▶ **Consignes**:
A) D'après la page sur les achats en ligne dans des boutiques étrangères, quelle tranche d'âge est particulièrement active chez Temu ?
B) Convertis la liste en tableau Markdown, en commençant à la ligne qui contient "[mask] outline slate tile floor" et en allant jusqu'à la fin de la liste. Utilise deux colonnes, « n » pour le numéro de rang et « Ligne » pour la ligne, et omets les lignes vides.

L'étude représentative menée par l'institut de recherche HF Partners sur les risques du commerce en ligne avec des boutiques étrangères fait apparaître le prix comme le critère décisif pour l’achat de jouets, de vêtements, d’accessoires et d’appareils électroniques. Le comportement d'achat est plutôt homogène dans toutes les tranches d'âge (de 18 à plus de 65 ans). On note avec intérêt que, contrairement à l'opinion courante, les jeunes ne sont pas les seuls à se fournir sur des marchés étrangers comme Temu et Shein. Chez Temu, par exemple, les 30-60 ans sont particulièrement actifs. Dans le domaine de la mode, en revanche, les jeunes ont une nette préférence pour Shein etZalando.
Le prix compte, mais pas pour tout le monde
Sans surprise, le prix et d'autres aspects financiers (tels que droits de douane et frais de livraison) ont un impact considérable sur la décision d'achat : environ la moitié des personnes interrogées sont prêtes à acheter jouets, vêtements, chaussures et autres accessoires dans une boutique en ligne bon marché en Asie ou en Amérique. L’autre moitié des consommateurs, en revanche, n’est pas disposée à passer commande dans un pays lointain par le seul sortilège des prix.

▶ **Les données**:

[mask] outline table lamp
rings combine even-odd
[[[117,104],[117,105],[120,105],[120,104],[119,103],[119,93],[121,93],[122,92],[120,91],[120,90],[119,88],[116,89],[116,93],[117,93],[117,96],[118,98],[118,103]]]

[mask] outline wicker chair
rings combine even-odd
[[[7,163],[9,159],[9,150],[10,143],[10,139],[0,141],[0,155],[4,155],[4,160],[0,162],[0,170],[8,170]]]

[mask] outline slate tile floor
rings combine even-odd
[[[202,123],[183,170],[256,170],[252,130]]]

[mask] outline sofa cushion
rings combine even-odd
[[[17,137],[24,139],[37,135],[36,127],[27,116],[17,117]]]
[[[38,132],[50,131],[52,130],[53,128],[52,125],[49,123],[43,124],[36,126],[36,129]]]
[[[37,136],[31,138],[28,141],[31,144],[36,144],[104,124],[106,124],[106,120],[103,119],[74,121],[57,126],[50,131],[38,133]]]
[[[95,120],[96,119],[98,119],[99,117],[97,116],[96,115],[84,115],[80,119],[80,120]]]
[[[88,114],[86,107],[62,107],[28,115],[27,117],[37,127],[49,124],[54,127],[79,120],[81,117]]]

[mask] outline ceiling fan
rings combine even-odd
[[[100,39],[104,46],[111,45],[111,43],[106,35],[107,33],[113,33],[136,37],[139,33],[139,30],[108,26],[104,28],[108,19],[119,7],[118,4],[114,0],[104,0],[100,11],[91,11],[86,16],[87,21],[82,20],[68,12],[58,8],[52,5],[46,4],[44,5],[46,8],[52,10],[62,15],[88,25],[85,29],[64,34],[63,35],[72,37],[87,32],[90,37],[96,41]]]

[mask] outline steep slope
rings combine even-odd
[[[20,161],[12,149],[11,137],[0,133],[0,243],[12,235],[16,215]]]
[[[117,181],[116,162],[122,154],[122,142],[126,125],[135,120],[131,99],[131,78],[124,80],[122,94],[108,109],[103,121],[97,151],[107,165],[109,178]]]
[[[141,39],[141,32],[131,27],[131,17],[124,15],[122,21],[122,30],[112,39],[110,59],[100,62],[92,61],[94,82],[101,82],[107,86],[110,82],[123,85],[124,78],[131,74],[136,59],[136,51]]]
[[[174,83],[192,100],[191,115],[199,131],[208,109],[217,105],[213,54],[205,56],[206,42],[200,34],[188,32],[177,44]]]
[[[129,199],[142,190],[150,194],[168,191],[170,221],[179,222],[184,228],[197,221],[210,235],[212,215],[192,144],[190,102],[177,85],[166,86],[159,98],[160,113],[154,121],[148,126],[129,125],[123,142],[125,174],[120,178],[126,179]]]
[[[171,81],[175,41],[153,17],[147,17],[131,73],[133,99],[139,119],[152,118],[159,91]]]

▶ **Réponses**:
A) Les 30-60 ans.

B)
| n | Ligne |
|---|---|
| 1 | [mask] outline slate tile floor |
| 2 | rings combine even-odd |
| 3 | [[[202,123],[183,170],[256,170],[252,130]]] |
| 4 | [mask] outline sofa cushion |
| 5 | rings combine even-odd |
| 6 | [[[17,137],[24,139],[37,135],[36,127],[27,116],[17,117]]] |
| 7 | [[[38,132],[50,131],[52,130],[53,128],[52,125],[49,123],[43,124],[36,126],[36,129]]] |
| 8 | [[[37,136],[31,138],[28,141],[31,144],[36,144],[104,124],[106,124],[106,120],[103,119],[74,121],[57,126],[50,131],[38,133]]] |
| 9 | [[[95,120],[96,119],[98,119],[99,117],[97,116],[96,115],[84,115],[80,119],[80,120]]] |
| 10 | [[[88,114],[86,107],[62,107],[28,115],[27,117],[37,127],[49,124],[54,127],[79,120],[81,117]]] |
| 11 | [mask] outline ceiling fan |
| 12 | rings combine even-odd |
| 13 | [[[100,39],[104,46],[111,45],[111,43],[106,35],[107,33],[113,33],[136,37],[139,33],[139,30],[108,26],[104,28],[108,19],[119,7],[118,4],[114,0],[104,0],[100,11],[91,11],[86,16],[87,21],[82,20],[68,12],[58,8],[52,5],[46,4],[44,5],[46,8],[52,10],[62,15],[88,25],[85,29],[64,34],[63,35],[72,37],[87,32],[90,37],[96,41]]] |
| 14 | [mask] outline steep slope |
| 15 | rings combine even-odd |
| 16 | [[[20,161],[12,149],[11,137],[0,133],[0,243],[12,235],[16,215]]] |
| 17 | [[[117,181],[116,162],[122,154],[122,142],[126,125],[135,120],[131,99],[131,78],[124,80],[122,94],[108,109],[103,121],[97,151],[107,165],[109,178]]] |
| 18 | [[[141,39],[141,32],[131,27],[131,17],[124,15],[122,21],[122,30],[112,39],[110,59],[100,62],[92,61],[94,82],[101,82],[107,86],[110,82],[123,85],[124,78],[131,74],[136,59],[136,51]]] |
| 19 | [[[174,83],[192,100],[191,115],[199,131],[208,109],[217,105],[213,54],[205,56],[206,42],[200,34],[188,32],[177,44]]] |
| 20 | [[[129,199],[142,190],[150,194],[168,191],[170,221],[179,222],[184,228],[197,221],[210,235],[212,215],[192,144],[190,102],[177,85],[166,86],[159,98],[160,113],[154,121],[148,126],[129,125],[123,142],[125,174],[120,178],[126,179]]] |
| 21 | [[[171,81],[175,41],[153,17],[147,17],[131,73],[133,99],[139,119],[152,118],[159,91]]] |